* [Written problem A]: In the passage on hiking Mount Hollywood, write out everything from "A couple of" down to "you’ll be fine.".

* [Document section]:
################

Confusing matters for tourists just a bit, the Hollywood Sign sits atop Mount Lee, and Griffith Observatory occupies the slopes below Mount Hollywood. Hike to the top of Mount Hollywood and you’ll have a sideways view of the Hollywood Sign more than a mile away as the crow flies.
Those hikers wanting to snap a selfie with themselves and those famous giant letters might be disappointed by a hike to the top of Mount Hollywood, but that doesn’t mean it’s not worth the effort. Starting at the Griffith Observatory parking lot, the path up Mount Hollywood Trail is broad, easy and just 2.5 miles one way. And while the sign may be off in the distance, the views of the observatory’s distinctive domes with downtown Los Angeles in the background are spectacular. It’s a classic postcard view of L.A.
A couple of notes you’ll want to keep in mind:
• Griffith Park is laced with a network of more than 70 miles of trails, and you’ll encounter several intersections on this short hike alone. Just follow the signs, and you’ll be fine.
• Temperatures can soar in the summer, so bring plenty of water.

################

* [Given entries]:

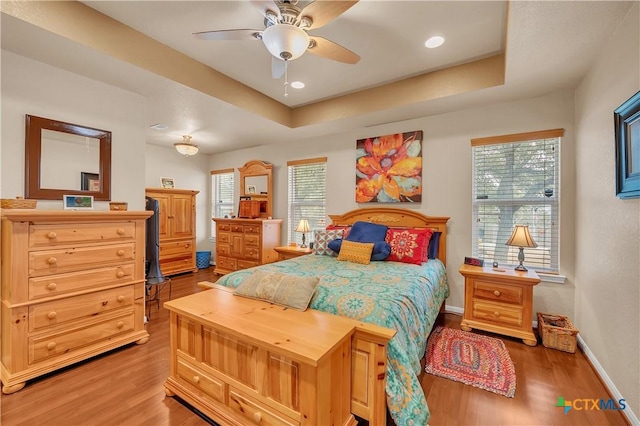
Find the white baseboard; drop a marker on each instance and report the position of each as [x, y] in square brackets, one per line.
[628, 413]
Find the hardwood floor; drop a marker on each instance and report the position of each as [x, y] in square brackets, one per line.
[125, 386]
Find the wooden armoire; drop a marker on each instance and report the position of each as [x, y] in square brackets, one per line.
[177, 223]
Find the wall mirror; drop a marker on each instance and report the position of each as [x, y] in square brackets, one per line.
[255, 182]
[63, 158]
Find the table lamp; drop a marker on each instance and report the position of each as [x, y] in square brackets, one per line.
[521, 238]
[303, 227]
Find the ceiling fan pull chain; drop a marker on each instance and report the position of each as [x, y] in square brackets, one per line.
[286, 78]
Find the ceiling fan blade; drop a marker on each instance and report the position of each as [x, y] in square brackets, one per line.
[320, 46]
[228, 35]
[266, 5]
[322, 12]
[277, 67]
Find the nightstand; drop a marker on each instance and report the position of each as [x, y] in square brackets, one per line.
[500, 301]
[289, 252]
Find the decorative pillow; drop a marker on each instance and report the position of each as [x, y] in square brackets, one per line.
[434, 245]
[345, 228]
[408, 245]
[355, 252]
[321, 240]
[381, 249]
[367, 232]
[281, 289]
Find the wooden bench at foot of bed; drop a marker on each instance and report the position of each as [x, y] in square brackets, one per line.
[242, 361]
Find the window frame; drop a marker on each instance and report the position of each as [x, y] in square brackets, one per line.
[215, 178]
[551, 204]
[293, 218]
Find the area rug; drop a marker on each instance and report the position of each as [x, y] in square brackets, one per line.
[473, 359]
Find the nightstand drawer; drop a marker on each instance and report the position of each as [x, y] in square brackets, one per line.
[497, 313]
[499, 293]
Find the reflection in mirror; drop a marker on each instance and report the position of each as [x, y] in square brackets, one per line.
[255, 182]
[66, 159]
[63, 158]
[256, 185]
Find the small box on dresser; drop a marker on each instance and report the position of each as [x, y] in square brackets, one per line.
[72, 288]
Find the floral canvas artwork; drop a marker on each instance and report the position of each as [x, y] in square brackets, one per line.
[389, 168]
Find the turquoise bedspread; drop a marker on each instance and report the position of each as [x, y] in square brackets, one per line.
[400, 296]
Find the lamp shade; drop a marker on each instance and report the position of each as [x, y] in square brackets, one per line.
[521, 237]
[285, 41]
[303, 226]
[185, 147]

################

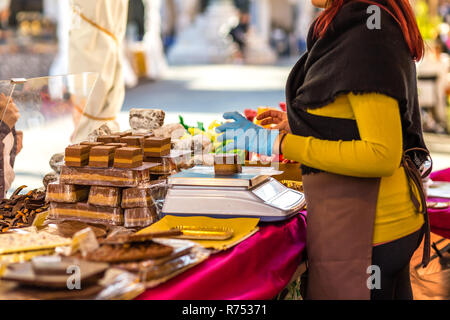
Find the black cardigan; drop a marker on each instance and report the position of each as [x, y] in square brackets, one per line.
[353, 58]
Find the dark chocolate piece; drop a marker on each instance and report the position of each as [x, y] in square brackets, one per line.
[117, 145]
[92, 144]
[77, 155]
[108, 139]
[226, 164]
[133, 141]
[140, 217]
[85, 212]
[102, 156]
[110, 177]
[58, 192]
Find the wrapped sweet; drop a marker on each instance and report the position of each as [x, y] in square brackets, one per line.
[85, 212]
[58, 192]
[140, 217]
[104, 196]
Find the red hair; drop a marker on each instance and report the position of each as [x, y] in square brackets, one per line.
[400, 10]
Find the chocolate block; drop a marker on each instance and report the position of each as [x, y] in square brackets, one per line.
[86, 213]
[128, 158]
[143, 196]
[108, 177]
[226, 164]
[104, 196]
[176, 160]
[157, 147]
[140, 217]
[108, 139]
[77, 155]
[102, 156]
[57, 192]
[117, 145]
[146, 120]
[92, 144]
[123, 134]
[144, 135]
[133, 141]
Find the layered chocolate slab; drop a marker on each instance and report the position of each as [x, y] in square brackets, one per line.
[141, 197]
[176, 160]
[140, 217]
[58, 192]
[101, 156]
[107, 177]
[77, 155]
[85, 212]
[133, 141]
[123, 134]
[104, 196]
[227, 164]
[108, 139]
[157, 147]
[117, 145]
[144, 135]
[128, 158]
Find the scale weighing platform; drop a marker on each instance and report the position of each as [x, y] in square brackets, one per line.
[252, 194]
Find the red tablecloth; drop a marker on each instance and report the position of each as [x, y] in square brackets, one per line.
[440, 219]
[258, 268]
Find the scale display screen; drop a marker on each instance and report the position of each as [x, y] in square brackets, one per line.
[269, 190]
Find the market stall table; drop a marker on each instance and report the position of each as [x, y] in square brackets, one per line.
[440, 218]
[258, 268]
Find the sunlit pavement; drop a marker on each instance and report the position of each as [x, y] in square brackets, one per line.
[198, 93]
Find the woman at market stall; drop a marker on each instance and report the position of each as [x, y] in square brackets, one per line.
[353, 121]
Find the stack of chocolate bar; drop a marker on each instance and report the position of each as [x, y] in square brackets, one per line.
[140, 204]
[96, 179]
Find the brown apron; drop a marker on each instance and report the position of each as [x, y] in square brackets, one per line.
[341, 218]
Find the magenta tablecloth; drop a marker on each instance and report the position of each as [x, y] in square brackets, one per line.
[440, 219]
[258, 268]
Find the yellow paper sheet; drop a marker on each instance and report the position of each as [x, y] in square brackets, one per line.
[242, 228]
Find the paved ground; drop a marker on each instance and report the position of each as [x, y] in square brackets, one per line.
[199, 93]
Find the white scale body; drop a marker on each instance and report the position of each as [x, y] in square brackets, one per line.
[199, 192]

################

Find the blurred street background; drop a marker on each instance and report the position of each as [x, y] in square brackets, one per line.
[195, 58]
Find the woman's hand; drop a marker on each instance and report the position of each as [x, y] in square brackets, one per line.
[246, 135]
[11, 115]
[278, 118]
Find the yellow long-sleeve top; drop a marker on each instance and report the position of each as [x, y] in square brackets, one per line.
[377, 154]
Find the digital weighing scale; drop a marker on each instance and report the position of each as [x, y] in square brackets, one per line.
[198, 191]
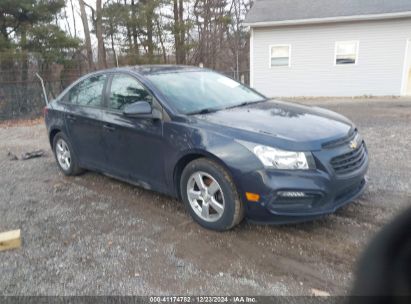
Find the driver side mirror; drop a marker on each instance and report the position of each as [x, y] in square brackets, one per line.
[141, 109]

################

* [Written problem B]: How many lines of the records above contain the word "nightstand"? Reply with the number alone.

* [Exercise response A]:
A couple of notes you’ll want to keep in mind:
• Griffith Park is laced with a network of more than 70 miles of trails, and you’ll encounter several intersections on this short hike alone. Just follow the signs, and you’ll be fine.

* [Exercise response B]: 2